* [INSTRUCTIONS]
(a) Summarize the transcript excerpt on emotional wounds and disappointment in two sentences.
(b) Carry the transcript on disappointment forward from its final line.

* [TEXT PROVIDED]
Or we swing the other way and we use what we call toxic positivity to pull us out of an emotional experience that needs to be tended to. But when you allow the truth, when you allow. If we’re, if we’re speaking in a faith context, when you allow the truth of Christ’s scars to speak to our emotional wounds, where you have healing, you’re acknowledging that the wounds are real, that they have, you have good reasons for feeling that way.

I have, I have seen thousands of clients at this point in my practice. Never once, have I heard someone’s story and not been able to understand why they feel the way they do that makes total sense. But we have also been given agency and empowerment to say, is that the message I’m going to continue to give myself, even though that’s what the circumstance or, or the relationship gave me, or am I going to answer that message with the truth that has been given to me by Christ’s scars? And, and I think that’s where we have a beautiful healing where the pain’s acknowledged but it doesn’t have to be the end of the story. 

Julie Lyles Carr: Right? Doesn’t have to be the last chapter. Let’s move into the realm of relationships. And for my listeners, let’s, let’s talk specifically to romantic relationship co-parenting spousal relationship and the role that disappointment can play, where the warning signs need to come up. Where maybe we need to go, wow, maybe this has moved past disappointment and we’re into something that is a really deep dysfunction . And maybe we’ve been sort of playing, like, I’m just so disappointed. And instead we’re not dealing with some issues that may be on down the line from that. So talk to me about disappointment in romantic relationship.

* [RECORDS PROVIDED]
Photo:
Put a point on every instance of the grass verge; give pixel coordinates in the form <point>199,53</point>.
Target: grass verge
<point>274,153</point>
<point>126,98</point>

* [ANSWERS PER TASK]
(a) The speaker contrasts toxic positivity, which pulls people out of an emotional experience that needs tending, with allowing the truth of Christ's scars to speak to emotional wounds, which acknowledges that the wounds are real and the feelings have good reasons. The speaker adds that people also have the agency to answer the message a circumstance or relationship gave them with that truth, and Julie Lyles Carr then asks about the role disappointment plays in romantic, co-parenting and spousal relationships and when it signals a deeper dysfunction.

(b)
Nicole Zasowski: Yeah. Where I see this crop up the most is when the, the conversation around – they’re just not loving me the right way. We have a vision for how our spouse should automatically know to speak into our lives or to help or to, you know, whatever you’re envisioning that being, instead of recognizing that a healthy relationship with ourselves is actually where a healthy relationship with someone else starts. Is being able to speak to those wounds often will come into a marriage and we think, oh my goodness, thank goodness. Somebody can, can fix what someone else broke a long time ago. And we never learned to speak to those emotional wounds ourselves. And when you have two people doing that, two people expecting the other to meet their emotional needs it’s like plugging two cell phones into each other and expecting them to be charged. 

Julie Lyles Carr: Mm, great analogy.

Nicole Zasowski: You’ll drain the battery real quick, right? Because there’s no, there’s no other source of, of truth or healing. But when you have two people we call this self-regulation when you have two people that can look at the wounds that they’re bringing to the relationship.

And say, oh, this is my responsibility to speak truth to this pain, to, to heal in the ways that God is showing me, I need some healing. And then I can reach out to my partner out of strength. And it’s a, it’s a relationship of giving to one another out of the overflow of our own wholeness. Wow. That’s a totally different kind of relationship.

That’s a really connected relationship. So, so I am not advocating for independence where we don’t share deeply with one another. And we don’t share vulnerably with one another, nor am I advocating for dependence where the other person is the answer to our emotional pain and if this imperfect person inevitably makes a mistake it automatically means that I’m not OK. What I, what I am advocating for is interdependence where we’re both working on our own healing, and then we get to share in that experience together as we go through life.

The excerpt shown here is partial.